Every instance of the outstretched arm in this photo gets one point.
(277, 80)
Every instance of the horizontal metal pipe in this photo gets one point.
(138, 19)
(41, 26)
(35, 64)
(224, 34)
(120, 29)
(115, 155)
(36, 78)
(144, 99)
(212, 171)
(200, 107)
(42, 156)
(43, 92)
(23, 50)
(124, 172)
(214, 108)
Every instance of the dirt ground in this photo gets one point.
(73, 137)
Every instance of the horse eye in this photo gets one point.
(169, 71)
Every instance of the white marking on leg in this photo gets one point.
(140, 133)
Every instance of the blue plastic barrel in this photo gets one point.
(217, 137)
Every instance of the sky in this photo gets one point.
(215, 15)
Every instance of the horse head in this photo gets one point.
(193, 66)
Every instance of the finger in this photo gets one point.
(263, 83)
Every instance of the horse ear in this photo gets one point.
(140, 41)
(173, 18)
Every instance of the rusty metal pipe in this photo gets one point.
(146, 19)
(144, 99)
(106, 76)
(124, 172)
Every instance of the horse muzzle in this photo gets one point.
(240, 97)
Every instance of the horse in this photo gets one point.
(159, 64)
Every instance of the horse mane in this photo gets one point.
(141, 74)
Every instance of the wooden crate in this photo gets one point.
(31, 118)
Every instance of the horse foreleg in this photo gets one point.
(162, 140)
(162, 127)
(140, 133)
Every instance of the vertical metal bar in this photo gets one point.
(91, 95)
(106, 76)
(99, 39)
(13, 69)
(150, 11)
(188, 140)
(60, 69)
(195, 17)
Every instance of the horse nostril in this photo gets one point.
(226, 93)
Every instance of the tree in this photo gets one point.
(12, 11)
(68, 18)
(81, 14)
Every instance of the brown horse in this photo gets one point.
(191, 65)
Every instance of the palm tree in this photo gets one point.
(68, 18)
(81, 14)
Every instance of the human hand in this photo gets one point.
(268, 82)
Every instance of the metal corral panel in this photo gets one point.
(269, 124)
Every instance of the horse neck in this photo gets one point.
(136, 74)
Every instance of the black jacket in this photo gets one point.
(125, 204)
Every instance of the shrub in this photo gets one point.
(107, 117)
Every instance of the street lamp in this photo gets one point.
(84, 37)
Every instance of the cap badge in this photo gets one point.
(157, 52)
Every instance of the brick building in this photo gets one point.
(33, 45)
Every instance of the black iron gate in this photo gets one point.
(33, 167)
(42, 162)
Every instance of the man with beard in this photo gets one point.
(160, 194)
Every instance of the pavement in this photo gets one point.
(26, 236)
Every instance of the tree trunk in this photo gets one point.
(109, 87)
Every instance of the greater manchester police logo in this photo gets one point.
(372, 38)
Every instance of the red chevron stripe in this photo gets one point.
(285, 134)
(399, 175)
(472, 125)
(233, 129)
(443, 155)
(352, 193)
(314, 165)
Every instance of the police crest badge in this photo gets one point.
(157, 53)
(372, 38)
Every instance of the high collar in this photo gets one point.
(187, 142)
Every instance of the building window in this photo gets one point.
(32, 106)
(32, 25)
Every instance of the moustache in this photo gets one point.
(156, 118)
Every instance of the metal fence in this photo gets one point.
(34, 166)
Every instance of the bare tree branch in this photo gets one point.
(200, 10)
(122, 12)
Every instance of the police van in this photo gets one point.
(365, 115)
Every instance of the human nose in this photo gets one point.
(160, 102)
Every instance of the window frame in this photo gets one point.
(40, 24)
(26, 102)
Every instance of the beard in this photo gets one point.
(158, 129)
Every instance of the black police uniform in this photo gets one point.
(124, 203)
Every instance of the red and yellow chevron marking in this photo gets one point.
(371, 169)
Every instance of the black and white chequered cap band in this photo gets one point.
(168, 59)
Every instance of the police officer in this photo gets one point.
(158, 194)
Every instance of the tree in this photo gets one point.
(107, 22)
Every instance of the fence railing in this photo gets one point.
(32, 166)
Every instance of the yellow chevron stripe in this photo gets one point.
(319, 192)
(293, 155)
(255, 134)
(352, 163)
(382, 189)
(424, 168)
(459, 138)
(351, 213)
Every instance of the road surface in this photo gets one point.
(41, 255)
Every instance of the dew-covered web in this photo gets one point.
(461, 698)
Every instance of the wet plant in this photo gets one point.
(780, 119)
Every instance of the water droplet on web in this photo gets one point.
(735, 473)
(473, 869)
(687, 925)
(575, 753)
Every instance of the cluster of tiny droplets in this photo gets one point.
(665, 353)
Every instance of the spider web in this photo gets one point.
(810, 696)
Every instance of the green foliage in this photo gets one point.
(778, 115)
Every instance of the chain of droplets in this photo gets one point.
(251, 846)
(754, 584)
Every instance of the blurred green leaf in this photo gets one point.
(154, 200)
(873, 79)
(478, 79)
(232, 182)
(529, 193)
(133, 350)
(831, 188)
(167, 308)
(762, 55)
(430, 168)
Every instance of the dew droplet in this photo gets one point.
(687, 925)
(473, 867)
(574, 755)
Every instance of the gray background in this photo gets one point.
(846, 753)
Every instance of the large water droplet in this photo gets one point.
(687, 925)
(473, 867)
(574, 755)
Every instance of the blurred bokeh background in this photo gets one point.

•••••

Reproduce the whole listing word for word.

Reply to the task:
Every instance of the outstretched arm in this photo gets one point.
(277, 80)
Every instance of the horizontal metal pipe in this photo gets one point.
(138, 19)
(41, 26)
(35, 64)
(224, 34)
(120, 29)
(115, 155)
(36, 78)
(144, 99)
(212, 171)
(200, 107)
(42, 156)
(43, 92)
(23, 50)
(124, 172)
(214, 108)
Every instance of the dirt ground in this photo gets one point.
(73, 137)
Every instance of the horse eye in this photo gets one point.
(169, 71)
Every instance of the white marking on leg in this photo gets one point.
(140, 133)
Every instance of the blue plastic barrel in this photo gets one point.
(217, 137)
Every instance of the sky in this photo gets one point.
(215, 15)
Every instance of the horse head in this photo gets one point.
(193, 66)
Every instance of the finger in this photo gets one point.
(263, 83)
Every instance of the horse ear in this photo gets one point.
(140, 41)
(173, 18)
Every instance of the rusty metal pipe in this photo gets one point.
(146, 19)
(144, 99)
(106, 76)
(124, 172)
Every instance of the horse muzzle in this photo gets one point.
(240, 97)
Every instance of the horse in this photo gets one point.
(159, 64)
Every instance of the horse mane in this photo gets one point.
(141, 74)
Every instance of the wooden crate in this photo gets one point.
(31, 118)
Every instance of the horse foreleg in this photo gets one point.
(162, 140)
(162, 127)
(140, 133)
Every instance of the vertical metal bar in this photo gets one point.
(91, 95)
(106, 76)
(99, 39)
(13, 69)
(150, 11)
(188, 140)
(60, 69)
(195, 17)
Every instance of the horse nostril in this photo gets one point.
(226, 93)
Every instance of the tree in this photo gets one point.
(12, 11)
(68, 18)
(81, 14)
Every instance of the brown horse in this photo gets one point.
(191, 65)
Every instance of the palm tree in this photo gets one point.
(68, 18)
(81, 14)
Every instance of the human hand in this photo gets one point.
(268, 82)
Every instance of the metal corral panel in this photo gets one point.
(269, 124)
Every instance of the horse neck in this photo gets one point.
(136, 74)
Every instance of the black jacket in this photo gets one point.
(125, 204)
Every instance of the shrub in this photo gets one point.
(107, 117)
Every instance of the street lamp in this photo gets one point.
(84, 37)
Every instance of the cap badge in this photo gets one point.
(157, 52)
Every instance of the brick building in this photo gets one point.
(33, 45)
Every instance of the black iron gate in this photo gets one point.
(33, 167)
(42, 162)
Every instance of the man with beard in this photo gets one point.
(160, 194)
Every instance of the pavement in this photo gets one point.
(26, 236)
Every instance of the tree trunk in this photo gets one point.
(109, 87)
Every instance of the greater manchester police logo in this photo gets one point.
(372, 38)
Every instance of the red chevron stripe in this photo gets one point.
(285, 134)
(399, 175)
(472, 125)
(233, 129)
(443, 155)
(352, 193)
(314, 165)
Every instance of the police crest badge in this photo gets one point.
(157, 53)
(372, 38)
Every instance of the high collar in this photo gets one point.
(187, 142)
Every instance of the building window in this photo gets one point.
(32, 106)
(32, 25)
Every instance of the moustache in this photo gets one point.
(156, 118)
Every instance of the metal fence in this photo gets one point.
(34, 166)
Every instance of the bare tree branch in this photo gets one point.
(200, 10)
(122, 12)
Every instance of the police van in this photo gets one point.
(365, 115)
Every instance of the human nose in this photo gets one point.
(160, 102)
Every instance of the window frame in this photo gets one point.
(40, 24)
(26, 102)
Every instance of the beard in this photo gets one point.
(158, 129)
Every instance of the black police uniform in this photo gets one point.
(124, 203)
Every instance of the red and yellow chevron marking in this photo gets one point.
(371, 169)
Every instance of the black and white chequered cap band in this photo gets one point.
(168, 59)
Every instance of the police officer in this photo gets one point.
(158, 194)
Every instance of the tree in this photo gets one point.
(107, 22)
Every instance of the fence railing in this photo gets one point.
(32, 166)
Every instance of the yellow chevron stripe in this photo gets one point.
(319, 192)
(293, 155)
(255, 134)
(352, 163)
(382, 189)
(424, 168)
(459, 138)
(351, 213)
Every instance of the road surface in this photo gets one point.
(41, 255)
Every instance of the dew-covered web in this photo gets one point.
(461, 698)
Every instance of the wet plant in this photo gets one point.
(780, 119)
Every instance of the water droplet on web in this photo gets one point.
(735, 473)
(473, 869)
(687, 925)
(575, 753)
Every instance of the cluster of tiny droplets in this photo gets one point.
(665, 353)
Every instance of the spider web in this photo gets one point.
(810, 696)
Every instance of the green foliage in this photo gets one point.
(778, 115)
Every instance of the chain of droplets in this photo gets one point.
(251, 846)
(754, 584)
Every instance of the blurred green leaf in this photo gets one point.
(154, 200)
(873, 79)
(478, 79)
(232, 182)
(529, 193)
(133, 350)
(831, 188)
(167, 308)
(762, 55)
(430, 168)
Every instance of the dew droplet in this photo gets one point.
(687, 925)
(473, 867)
(574, 755)
Every instance of the gray background in this photo gets one point.
(846, 753)
Every instance of the large water droplet in this photo gets one point.
(687, 925)
(473, 867)
(574, 755)
Every instance of the blurred bokeh background in this photo gets one point.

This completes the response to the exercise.